A manera de resumen, podríamos decir que aplicó a la narrativa los mismos principios que destinó a sus versos. Admiraba en un poema, sobre todo, “la precisión, la espontaneidad, el misterio”. Cualidades que también imperan en sus relatos, alejados de cualquier atisbo de prosa poética al uso, edulcorada y falsamente lírica. José María Guelbenzu, que los califica de “minimalistas”, afirma: “La sencillez es, en este caso, una obra maestra de depuración estilística”. Y añade: “Bishop muestra en su prosa una alta imaginación poética, pero no hace poesía con ella”. Y concluye: “Todos los cuentos parecen hechos de minucias y se aproximan al lector con una actitud casi doméstica, pero tras ellos se adivina la mirada soberbia de alguien que sabe distinguir muy bien entre lo que es significativo y lo que no lo es”. 
Por Brasil, todo un libro (que nunca le convenció), cobró diez mil dólares, pero los editores de la revista Life, donde vio la luz, no respetaron el original que en esta edición aparece por primera vez tal cual se concibió.
En lo que respecta a la tercera parte, no es casual que empiece analizando la poesía de Marianne Moore: “Como gustéis”. Sigue con e.e. cummings (compartieron asistenta un tiempo), Emily Dickinson (a cuya estirpe pertenece: “En cierto modo, todas las cartas de Emily Dickinson son cartas de amor”), Laforgue, Huxley (en Brasil), Lowell (tanto el texto para la sobrecubierta de Life Studies como “Notas sobre Robert Lowell”, que no deja de ser un excelente retrato del “magnífico poeta” bostoniano. “Cada vez que leo un poema de Robert Lowell tengo una escalofriante percepción del aquí y el ahora, de una precisa contemporaneidad”. La de Lowell es una presencia constante, le admiraba profundamente.
Mención aparte merece “Escribir es un acto antinatural”, una suerte de poética. Ahí habla de las citadas cualidades del poema y nombra a sus tres poetas favoritos (“en el sentido de que son como mis «mejores amigos»”: Herbert, Hopkins y Baudelaire. También habla de Auden (al que dedica más adelante un homenaje: sus versos “forman parte de mi vida”), Frost, Wordsworth…
Elogia a Randall Jarrell (“el mejor y más generoso crítico de poesía que he conocido”) y podemos leer el prólogo a Una antología de la poesía brasileña del siglo XX.

______

• Trabajo por hacer
1) Transcriba del extracto de la página el fragmento que va desde "Por Brasil, todo" hasta "cual se concibió.", ambos incluidos.
2) Explique en una a tres oraciones, según el extracto de la página, por qué el texto de Brasil que aparece en esta edición difiere del que se publicó en la revista Life.

______

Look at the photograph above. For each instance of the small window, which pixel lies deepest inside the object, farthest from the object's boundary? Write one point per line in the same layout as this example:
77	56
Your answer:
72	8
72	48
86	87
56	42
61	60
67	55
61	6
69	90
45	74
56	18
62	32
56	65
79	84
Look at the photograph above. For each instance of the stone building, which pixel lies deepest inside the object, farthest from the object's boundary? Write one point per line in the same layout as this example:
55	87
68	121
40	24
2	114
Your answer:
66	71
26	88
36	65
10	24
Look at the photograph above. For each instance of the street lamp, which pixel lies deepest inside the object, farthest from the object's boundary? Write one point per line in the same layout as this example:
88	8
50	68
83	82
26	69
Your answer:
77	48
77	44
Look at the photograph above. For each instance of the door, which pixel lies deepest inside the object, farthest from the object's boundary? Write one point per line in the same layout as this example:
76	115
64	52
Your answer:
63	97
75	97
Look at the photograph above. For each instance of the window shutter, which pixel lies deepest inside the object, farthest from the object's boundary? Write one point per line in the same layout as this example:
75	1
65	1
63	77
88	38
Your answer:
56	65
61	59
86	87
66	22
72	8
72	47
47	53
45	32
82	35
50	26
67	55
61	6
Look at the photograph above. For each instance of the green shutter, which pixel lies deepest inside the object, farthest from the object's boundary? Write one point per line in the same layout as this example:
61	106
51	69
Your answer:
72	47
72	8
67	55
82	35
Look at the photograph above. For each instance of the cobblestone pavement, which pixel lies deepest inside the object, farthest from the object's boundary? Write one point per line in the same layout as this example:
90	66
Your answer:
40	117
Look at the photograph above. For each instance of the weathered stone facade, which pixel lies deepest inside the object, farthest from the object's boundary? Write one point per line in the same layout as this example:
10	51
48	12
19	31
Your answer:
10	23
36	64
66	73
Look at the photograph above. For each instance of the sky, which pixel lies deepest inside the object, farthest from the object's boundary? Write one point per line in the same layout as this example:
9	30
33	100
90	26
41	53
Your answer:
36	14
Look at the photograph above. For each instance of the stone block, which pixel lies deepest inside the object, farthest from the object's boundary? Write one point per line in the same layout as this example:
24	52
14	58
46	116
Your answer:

______

• Resultados
1)
Por Brasil, todo un libro (que nunca le convenció), cobró diez mil dólares, pero los editores de la revista Life, donde vio la luz, no respetaron el original que en esta edición aparece por primera vez tal cual se concibió.

2) Los editores de la revista Life, donde se publicó Brasil, no respetaron el original. En esta edición, en cambio, el texto aparece por primera vez tal como se concibió.